▸ **Excerto do documento**
◆ ◆ ◆ ◆ ◆
Logo de manhã, numa nota publicada no site da Presidência da República, Marcelo Rebelo de Sousa afirmou que "tem vindo a acompanhar, atentamente" e "em contacto com o Governo e os presidentes das câmaras municipais da Amadora e de Oeiras, os acontecimentos das últimas 48 horas". E "lembra três pontos que considera essenciais". Primeiro, que "a segurança e a ordem pública são valores democráticos cuja preservação importa garantir, em particular, através do papel das forças de segurança".

Em segundo lugar, aponta que "essa garantia tem de respeitar os princípios do Estado de direito democrático, designadamente os direitos, liberdades e garantias dos cidadãos, bem como fazer cumprir os respectivos deveres". E, por fim, defende: "A nossa sociedade, apesar dos problemas sociais, económicos, culturais e as desigualdades que ainda a atravessam, é uma sociedade genericamente pacífica e assim quer continuar a ser, sem instabilidade e, muito menos, violência."

Já em declarações à RTP, o chefe de Estado apelou a que "os problemas que há a resolver sejam resolvidos, não por via da instabilidade" e que não se entre numa "escalada" de violência "porque não é boa para ninguém, sobretudo, para a generalidade dos portugueses".

"Espero e desejo, como evolução normal dos desenvolvimentos, que seja possível pela conjugação do Estado, dos autarcas, do poder local, das associações de moradores, das pessoas que vivem nesses bairros, que aí fazem a sua actividade do dia-a-dia, que todos façam o que estiver ao seu alcance para evitar o aumento da instabilidade social, nomeadamente, a violência", concluiu.

Não colidir manifestação com tranquilidade

Horas mais tarde, o primeiro-ministro garantiu que o Governo está a mobilizar "todos os recursos" para responder aos distúrbios e defendeu que "não podemos tolerar de forma nenhuma a violência", admitindo "endurecer a contenção" policial, se necessário. Com elogios à competência das forças de segurança, Luís Montenegro frisou que as pessoas devem "colocar as suas preocupações e revoltas ao poder político", mas "dentro do quadro legal", e pediu que impere o "bom senso e o respeito pelos cidadãos e a ordem pública".

Falando aos jornalistas em Faro, o líder do executivo revelou que o Governo reuniu o Sistema de Segurança Interna e que tem "coordenado o diálogo entre as forças e serviços de segurança" para "acompanhar a situação e garantir que não há colisão entre o direito das pessoas de se manifestarem e a tranquilidade pública e a mobilidade das pessoas em segurança".
◆ ◆ ◆ ◆ ◆
▸ **Objetivo da tarefa**
De acordo com o excerto, que sistema o Governo reuniu, segundo revelou Luís Montenegro aos jornalistas em Faro?

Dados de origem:
◆ ◆ ◆ ◆ ◆
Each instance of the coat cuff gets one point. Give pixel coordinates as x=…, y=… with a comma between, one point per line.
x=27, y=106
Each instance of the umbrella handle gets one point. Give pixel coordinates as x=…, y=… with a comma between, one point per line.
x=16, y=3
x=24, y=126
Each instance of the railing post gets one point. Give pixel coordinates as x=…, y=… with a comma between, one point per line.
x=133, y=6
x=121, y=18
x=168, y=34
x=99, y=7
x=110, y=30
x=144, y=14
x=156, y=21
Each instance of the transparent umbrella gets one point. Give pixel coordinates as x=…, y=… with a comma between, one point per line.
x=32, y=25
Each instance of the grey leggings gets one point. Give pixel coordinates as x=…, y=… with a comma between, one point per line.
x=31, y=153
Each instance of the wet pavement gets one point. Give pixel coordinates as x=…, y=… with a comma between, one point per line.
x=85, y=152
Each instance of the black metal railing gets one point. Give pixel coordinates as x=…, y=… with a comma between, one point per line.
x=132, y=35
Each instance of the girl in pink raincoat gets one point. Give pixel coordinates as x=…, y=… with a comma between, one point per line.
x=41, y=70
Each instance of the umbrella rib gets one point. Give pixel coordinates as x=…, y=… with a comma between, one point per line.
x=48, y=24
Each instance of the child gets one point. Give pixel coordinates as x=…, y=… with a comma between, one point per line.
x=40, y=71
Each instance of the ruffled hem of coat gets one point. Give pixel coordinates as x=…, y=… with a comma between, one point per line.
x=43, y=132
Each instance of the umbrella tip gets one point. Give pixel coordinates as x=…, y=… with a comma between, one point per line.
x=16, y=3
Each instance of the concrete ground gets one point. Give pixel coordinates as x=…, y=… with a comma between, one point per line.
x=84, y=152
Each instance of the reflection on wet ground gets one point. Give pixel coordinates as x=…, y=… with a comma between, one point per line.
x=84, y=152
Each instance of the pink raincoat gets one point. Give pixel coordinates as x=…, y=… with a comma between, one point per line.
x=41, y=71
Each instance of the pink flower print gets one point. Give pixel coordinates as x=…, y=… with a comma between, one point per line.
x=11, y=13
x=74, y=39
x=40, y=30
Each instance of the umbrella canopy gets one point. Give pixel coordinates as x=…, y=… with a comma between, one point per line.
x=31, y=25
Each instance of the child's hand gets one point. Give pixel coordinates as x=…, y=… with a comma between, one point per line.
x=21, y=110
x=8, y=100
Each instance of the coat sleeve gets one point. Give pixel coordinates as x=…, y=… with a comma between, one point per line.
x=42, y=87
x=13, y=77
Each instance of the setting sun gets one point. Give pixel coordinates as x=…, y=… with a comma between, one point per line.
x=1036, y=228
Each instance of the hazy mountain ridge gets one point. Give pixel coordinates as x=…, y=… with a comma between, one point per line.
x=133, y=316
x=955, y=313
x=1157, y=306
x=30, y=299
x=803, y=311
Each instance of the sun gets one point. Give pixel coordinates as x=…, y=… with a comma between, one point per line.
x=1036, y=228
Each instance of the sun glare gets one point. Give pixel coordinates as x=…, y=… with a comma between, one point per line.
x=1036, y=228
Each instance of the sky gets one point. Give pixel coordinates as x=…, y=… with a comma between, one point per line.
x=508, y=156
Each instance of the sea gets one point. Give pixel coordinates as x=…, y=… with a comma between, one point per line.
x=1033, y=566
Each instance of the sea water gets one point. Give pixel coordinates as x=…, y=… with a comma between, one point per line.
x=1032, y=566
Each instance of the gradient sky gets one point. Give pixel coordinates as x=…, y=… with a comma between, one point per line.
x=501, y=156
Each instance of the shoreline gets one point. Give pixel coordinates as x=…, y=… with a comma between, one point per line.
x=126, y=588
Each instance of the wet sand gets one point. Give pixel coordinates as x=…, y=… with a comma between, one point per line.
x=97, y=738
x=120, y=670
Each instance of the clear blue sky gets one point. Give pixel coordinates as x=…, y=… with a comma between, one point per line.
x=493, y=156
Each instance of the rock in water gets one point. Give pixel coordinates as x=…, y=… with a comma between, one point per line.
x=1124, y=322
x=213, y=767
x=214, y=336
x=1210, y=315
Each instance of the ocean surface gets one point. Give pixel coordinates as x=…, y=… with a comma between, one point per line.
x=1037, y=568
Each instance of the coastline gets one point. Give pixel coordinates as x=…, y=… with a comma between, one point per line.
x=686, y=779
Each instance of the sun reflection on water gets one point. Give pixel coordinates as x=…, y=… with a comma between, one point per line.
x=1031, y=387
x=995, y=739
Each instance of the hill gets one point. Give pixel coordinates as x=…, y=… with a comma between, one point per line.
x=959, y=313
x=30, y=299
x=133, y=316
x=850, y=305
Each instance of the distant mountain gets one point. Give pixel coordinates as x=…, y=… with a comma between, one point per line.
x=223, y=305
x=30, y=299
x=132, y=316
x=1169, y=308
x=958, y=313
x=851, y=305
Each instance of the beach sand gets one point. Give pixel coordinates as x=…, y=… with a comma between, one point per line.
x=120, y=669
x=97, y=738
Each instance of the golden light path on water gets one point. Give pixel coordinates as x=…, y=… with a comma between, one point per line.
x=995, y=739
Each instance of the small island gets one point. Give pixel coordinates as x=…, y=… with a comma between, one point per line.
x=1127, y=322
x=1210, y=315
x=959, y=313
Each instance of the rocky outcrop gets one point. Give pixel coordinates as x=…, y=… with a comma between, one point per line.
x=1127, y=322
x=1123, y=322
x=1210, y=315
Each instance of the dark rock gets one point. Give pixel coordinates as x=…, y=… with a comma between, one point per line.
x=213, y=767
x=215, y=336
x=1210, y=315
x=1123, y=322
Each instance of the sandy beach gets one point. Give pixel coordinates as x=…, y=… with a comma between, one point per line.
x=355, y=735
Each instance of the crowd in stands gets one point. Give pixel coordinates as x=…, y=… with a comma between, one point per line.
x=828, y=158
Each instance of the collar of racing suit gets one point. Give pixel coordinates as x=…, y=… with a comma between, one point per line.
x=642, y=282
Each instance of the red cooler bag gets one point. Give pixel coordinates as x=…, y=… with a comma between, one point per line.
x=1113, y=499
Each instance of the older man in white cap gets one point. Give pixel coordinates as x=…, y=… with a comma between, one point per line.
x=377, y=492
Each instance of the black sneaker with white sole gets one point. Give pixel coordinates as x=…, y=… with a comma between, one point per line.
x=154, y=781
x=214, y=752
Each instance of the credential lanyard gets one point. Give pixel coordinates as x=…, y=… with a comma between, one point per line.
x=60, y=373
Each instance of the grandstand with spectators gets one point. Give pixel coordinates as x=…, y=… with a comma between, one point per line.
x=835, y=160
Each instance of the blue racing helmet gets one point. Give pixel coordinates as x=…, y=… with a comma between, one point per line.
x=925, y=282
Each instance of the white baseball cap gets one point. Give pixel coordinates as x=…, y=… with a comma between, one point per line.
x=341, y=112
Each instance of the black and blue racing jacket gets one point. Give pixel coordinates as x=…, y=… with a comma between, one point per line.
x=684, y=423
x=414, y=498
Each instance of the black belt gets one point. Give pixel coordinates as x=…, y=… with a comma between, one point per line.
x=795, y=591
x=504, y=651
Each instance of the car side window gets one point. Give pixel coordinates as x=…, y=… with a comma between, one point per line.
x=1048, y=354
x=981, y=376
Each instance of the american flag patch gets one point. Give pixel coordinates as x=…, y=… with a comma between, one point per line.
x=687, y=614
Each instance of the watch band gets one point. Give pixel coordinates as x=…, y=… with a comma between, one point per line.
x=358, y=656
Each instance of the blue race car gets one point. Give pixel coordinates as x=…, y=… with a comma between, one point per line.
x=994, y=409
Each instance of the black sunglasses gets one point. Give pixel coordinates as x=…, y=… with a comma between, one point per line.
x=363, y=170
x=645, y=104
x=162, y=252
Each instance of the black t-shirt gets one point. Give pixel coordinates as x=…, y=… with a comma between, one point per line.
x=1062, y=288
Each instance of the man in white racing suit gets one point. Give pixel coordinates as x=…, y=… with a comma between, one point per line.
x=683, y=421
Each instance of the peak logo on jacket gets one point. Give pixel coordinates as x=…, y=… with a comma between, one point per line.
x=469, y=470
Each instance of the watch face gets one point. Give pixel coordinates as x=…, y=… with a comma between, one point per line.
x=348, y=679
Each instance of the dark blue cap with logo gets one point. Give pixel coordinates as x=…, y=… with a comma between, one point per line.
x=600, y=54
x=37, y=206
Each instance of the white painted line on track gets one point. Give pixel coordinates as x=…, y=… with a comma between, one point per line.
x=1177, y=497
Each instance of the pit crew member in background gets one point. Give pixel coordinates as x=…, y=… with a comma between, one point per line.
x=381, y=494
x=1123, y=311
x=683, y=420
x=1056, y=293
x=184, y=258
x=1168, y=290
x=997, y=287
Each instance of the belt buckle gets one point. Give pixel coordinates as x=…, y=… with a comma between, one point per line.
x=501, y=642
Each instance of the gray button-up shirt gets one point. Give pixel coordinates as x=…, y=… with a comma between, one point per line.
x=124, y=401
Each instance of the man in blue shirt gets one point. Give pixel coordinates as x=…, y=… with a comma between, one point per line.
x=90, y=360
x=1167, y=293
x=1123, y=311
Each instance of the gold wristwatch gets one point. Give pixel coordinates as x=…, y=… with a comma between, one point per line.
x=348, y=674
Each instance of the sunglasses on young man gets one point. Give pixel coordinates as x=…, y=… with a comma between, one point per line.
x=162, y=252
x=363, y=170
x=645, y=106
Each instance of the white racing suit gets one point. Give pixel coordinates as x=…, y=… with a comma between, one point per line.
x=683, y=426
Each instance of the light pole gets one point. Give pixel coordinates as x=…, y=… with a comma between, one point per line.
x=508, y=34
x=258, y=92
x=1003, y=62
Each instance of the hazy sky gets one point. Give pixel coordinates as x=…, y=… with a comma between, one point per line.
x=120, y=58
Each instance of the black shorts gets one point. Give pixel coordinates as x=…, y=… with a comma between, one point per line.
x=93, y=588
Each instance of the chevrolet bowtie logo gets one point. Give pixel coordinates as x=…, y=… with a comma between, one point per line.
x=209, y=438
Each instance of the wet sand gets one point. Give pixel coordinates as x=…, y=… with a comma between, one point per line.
◆ ◆ ◆ ◆ ◆
▸ **Solução**
O Sistema de Segurança Interna.